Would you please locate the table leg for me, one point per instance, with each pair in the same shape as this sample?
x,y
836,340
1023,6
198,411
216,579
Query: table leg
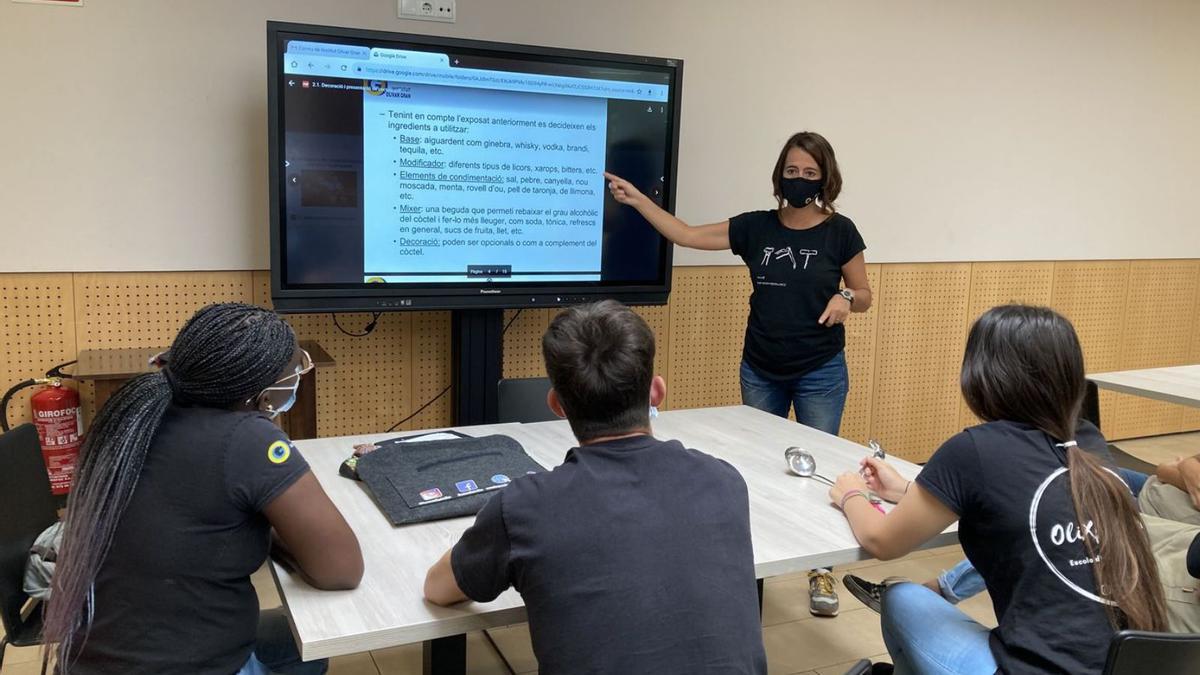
x,y
445,656
760,597
105,390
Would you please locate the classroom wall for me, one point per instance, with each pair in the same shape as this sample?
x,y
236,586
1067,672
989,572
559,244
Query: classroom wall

GIVEN PROBLEM: Excluding the pictures, restate the records above word for word.

RESPONSE TO THIS EXERCISE:
Would you please locate the table leg for me, one point per instance, with each pair in the same shape as this sample?
x,y
836,340
1023,6
198,411
216,579
Query: table leg
x,y
445,656
760,597
105,390
Would you please locate the classroom wall for me, one point per instance, with each pair in the same shape as this sample?
x,y
236,586
1067,672
989,572
559,244
Query: classroom wall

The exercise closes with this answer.